## Exercise objective:
Identify each line of the records that contains the string "scene" and copy every such line in full.

====== Dataset extract

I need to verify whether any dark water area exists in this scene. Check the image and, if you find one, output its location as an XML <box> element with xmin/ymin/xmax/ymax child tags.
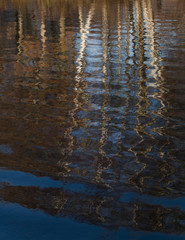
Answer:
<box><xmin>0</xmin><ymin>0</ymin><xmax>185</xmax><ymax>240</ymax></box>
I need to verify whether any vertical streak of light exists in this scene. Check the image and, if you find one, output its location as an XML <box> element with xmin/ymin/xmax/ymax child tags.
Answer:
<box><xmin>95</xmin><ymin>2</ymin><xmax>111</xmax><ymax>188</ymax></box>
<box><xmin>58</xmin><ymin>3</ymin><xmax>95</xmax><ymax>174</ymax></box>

============
====== Dataset extract

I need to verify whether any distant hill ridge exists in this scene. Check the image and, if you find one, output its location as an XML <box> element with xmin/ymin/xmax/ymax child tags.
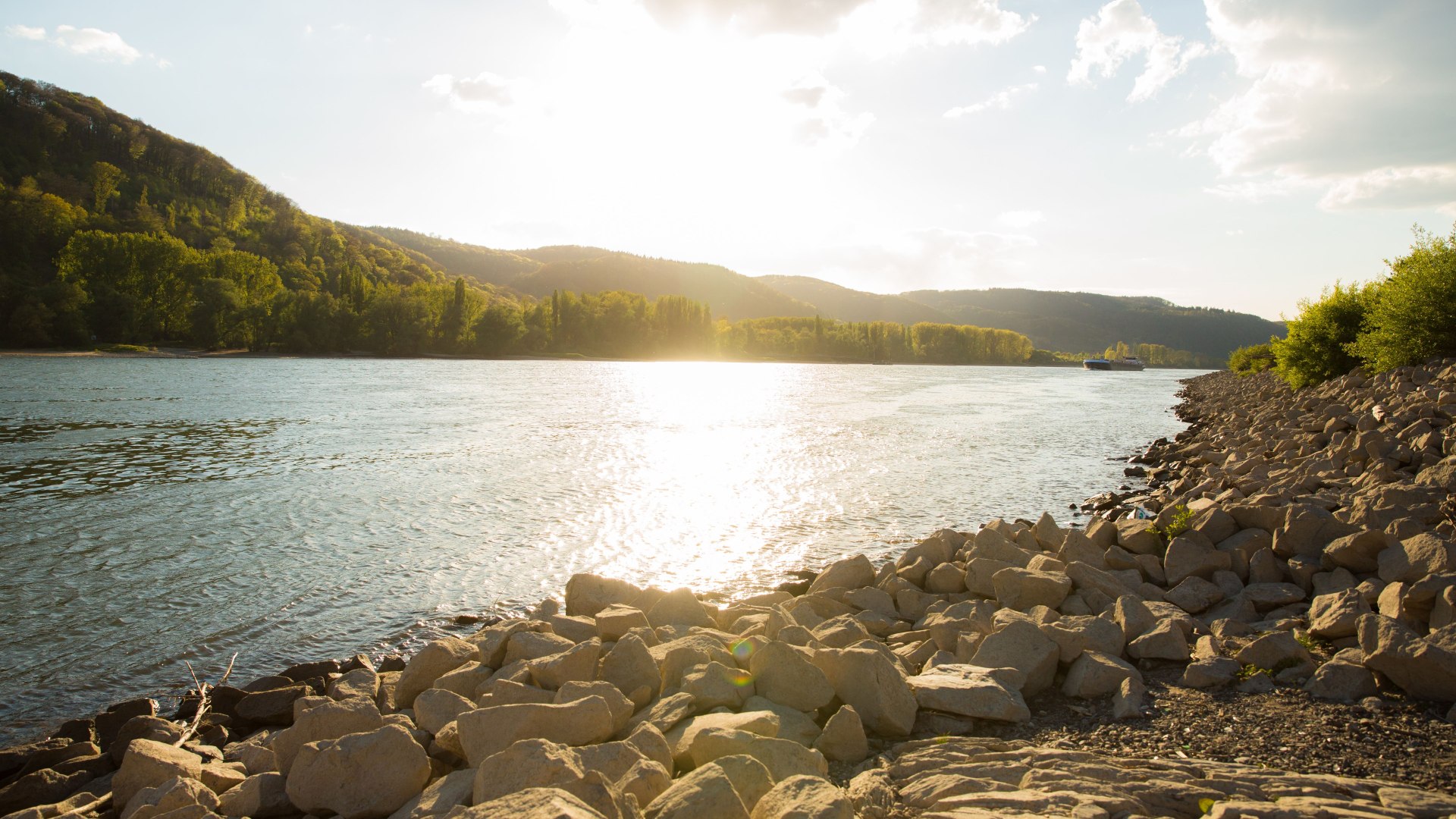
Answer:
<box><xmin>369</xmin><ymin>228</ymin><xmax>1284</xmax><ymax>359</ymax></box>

============

## Correct result:
I need to verify whether any dark water area exists in this scene. Check the image and, if you find one, output its location as an XML <box> element with xmin/ymin/xmax/ymax child tags.
I need to verify whether any vertical streak of light exists in this scene. Check the image and, if you find one, output its location as an XML <box> element with xmin/ymin/xmax/ymax child tags.
I need to verify whether any distant hill ridge exists in this scene. Check the image and, if you find one, output its location as an XML <box> element with xmin/ymin/xmax/ymax child tags.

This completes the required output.